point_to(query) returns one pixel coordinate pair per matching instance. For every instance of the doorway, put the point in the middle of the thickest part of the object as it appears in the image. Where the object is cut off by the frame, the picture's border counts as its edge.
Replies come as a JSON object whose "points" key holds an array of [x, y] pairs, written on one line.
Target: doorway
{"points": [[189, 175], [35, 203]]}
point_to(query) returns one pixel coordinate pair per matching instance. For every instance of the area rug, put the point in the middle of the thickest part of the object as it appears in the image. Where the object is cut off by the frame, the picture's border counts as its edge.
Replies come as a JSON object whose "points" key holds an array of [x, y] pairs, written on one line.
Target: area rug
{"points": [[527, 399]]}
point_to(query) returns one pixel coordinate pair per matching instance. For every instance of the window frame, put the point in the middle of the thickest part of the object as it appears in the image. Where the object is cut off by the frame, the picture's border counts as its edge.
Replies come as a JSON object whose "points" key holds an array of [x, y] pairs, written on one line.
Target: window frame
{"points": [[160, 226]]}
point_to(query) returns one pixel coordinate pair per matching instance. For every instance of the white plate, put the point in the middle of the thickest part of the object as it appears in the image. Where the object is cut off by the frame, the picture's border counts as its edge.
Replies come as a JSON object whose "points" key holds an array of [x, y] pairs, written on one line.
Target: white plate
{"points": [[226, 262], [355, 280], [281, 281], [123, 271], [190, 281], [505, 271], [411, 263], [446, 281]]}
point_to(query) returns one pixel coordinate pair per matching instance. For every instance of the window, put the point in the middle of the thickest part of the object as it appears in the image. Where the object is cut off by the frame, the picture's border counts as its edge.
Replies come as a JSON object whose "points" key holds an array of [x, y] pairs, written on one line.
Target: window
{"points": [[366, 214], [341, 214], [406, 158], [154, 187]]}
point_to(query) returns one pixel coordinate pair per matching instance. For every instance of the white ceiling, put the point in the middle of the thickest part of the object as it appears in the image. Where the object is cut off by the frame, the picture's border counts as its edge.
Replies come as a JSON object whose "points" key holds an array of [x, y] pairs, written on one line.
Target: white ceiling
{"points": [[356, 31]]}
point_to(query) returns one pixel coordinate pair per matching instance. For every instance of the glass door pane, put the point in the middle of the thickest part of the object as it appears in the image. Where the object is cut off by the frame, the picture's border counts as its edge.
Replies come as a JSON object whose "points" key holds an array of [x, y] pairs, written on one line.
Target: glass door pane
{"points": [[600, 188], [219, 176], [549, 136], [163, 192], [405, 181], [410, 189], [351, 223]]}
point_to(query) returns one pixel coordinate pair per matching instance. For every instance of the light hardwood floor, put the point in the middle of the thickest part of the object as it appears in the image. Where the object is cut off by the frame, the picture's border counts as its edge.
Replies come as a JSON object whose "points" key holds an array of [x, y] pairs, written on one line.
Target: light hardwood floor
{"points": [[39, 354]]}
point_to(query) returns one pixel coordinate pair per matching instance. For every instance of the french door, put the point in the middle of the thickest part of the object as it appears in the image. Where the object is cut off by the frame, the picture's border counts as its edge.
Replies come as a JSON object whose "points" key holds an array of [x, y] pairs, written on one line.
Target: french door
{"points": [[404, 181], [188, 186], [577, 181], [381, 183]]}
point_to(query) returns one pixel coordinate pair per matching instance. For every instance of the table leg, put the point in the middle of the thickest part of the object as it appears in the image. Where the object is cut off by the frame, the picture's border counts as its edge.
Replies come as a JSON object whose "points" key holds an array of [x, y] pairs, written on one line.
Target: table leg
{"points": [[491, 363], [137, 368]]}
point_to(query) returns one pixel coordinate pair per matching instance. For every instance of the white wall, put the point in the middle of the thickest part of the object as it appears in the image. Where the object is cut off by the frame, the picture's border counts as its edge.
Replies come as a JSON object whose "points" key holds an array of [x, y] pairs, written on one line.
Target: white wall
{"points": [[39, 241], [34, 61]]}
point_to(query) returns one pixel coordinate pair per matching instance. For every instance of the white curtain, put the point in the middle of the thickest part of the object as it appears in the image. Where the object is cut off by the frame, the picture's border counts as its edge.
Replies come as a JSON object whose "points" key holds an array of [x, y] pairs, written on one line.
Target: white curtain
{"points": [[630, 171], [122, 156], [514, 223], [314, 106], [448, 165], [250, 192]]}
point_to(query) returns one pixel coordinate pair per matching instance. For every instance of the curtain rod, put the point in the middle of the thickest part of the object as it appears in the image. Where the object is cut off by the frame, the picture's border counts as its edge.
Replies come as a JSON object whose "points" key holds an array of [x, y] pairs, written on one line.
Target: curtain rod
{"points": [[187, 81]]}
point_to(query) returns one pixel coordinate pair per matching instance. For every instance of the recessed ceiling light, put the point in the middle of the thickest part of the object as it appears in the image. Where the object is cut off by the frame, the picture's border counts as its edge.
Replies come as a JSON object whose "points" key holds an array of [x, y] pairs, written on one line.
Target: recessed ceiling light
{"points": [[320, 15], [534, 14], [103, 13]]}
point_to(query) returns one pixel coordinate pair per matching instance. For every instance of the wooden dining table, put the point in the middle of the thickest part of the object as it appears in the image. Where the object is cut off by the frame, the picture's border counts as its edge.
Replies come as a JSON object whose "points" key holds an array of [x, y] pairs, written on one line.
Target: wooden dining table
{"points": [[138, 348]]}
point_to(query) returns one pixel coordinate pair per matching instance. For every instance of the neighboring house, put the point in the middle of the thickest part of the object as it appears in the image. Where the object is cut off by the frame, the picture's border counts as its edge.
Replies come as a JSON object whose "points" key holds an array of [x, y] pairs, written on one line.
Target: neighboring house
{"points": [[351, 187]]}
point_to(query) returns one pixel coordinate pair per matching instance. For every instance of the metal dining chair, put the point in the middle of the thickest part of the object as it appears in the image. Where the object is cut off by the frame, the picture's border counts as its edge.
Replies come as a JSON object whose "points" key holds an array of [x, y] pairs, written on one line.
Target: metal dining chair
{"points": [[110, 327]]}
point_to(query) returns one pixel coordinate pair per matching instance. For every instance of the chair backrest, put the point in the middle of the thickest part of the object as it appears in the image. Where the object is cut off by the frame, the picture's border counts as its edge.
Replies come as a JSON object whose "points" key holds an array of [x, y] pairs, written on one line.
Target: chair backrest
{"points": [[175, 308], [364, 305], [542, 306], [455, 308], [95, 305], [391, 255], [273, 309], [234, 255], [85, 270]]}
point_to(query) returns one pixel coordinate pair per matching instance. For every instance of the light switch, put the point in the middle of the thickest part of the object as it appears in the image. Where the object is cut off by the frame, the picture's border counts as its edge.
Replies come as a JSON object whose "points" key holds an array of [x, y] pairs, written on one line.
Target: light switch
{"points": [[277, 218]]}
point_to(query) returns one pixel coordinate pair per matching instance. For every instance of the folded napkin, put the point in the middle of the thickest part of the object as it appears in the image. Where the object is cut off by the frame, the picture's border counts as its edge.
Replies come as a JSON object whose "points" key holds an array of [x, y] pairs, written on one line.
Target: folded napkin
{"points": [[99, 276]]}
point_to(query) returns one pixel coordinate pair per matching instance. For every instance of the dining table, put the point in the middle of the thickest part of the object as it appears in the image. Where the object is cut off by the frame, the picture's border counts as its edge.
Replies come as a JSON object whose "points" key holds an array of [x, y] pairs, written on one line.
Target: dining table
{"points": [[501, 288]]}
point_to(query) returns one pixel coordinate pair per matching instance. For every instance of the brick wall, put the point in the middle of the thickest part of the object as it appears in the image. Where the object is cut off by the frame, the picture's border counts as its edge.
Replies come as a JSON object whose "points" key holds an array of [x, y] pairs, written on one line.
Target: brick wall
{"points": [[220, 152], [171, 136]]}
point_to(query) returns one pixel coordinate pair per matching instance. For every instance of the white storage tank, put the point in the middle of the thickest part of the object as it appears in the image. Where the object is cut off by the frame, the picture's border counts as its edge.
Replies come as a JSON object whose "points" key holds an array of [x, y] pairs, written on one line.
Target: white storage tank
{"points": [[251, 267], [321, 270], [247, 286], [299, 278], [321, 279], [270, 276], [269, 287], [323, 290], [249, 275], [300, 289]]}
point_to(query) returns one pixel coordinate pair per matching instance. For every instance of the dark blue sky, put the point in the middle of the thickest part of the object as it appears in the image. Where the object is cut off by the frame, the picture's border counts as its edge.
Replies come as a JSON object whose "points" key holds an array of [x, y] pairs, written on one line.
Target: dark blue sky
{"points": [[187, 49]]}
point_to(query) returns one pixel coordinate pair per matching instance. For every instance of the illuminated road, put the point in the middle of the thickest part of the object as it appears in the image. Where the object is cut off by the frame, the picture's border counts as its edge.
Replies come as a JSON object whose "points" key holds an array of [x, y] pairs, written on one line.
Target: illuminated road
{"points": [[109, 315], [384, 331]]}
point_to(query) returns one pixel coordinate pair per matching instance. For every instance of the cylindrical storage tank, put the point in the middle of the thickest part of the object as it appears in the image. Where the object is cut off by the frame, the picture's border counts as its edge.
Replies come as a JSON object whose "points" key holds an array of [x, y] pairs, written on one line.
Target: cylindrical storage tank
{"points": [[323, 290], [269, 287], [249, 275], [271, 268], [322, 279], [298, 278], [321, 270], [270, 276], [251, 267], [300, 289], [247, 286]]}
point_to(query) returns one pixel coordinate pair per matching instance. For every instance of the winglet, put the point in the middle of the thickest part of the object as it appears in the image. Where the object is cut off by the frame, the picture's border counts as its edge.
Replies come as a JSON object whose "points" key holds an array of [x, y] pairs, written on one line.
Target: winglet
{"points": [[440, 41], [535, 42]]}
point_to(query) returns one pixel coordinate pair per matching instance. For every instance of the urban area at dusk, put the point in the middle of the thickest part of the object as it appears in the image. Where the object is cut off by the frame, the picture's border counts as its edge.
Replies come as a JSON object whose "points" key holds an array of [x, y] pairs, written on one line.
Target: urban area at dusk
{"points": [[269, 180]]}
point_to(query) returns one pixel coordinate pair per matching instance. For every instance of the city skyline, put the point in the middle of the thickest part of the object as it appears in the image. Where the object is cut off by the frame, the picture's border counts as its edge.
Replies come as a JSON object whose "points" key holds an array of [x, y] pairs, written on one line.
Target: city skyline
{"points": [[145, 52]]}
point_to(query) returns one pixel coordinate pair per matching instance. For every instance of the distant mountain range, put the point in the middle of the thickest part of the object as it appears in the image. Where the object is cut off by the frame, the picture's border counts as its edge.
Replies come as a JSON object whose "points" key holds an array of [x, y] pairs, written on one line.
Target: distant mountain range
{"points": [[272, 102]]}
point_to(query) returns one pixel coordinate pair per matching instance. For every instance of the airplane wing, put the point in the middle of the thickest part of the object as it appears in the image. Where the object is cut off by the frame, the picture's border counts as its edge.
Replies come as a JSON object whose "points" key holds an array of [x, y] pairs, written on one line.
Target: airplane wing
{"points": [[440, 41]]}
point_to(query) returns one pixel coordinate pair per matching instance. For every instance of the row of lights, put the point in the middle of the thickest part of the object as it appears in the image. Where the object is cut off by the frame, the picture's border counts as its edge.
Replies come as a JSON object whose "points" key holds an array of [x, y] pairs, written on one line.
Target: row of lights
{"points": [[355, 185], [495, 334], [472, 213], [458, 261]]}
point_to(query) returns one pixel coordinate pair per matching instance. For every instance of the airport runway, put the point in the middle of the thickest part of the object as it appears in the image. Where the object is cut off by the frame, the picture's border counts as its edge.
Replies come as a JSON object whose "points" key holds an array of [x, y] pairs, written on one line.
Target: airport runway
------------------------------------------------------------------------
* Objective
Only the lines from the one holding "of lights, put" through the end of the listing should be given again, exactly and with both ends included.

* Result of this exercise
point_to(query) returns one pixel coordinate pair per matching instance. For every instance of the row of lights, put the point in the middle of the thickest part of the object as it appears in the image. Where the object is cut off by the frame, the picture's border counts as its edge.
Replies come as a JSON object whose "points" key holds an array of [x, y] pairs, written on one line.
Target: row of lights
{"points": [[355, 185], [495, 334], [472, 213], [458, 261]]}
point_to(query) returns one pixel coordinate pair per matching instance. For every instance of the airport runway, put the point in the middle of the thickest part of the object as it appears in the image. Where the object is cut off by the frame, the picture's border counts as its edge.
Replies come as a JSON object whose "points" key holds an array of [x, y] pairs, written on one line.
Target: airport runway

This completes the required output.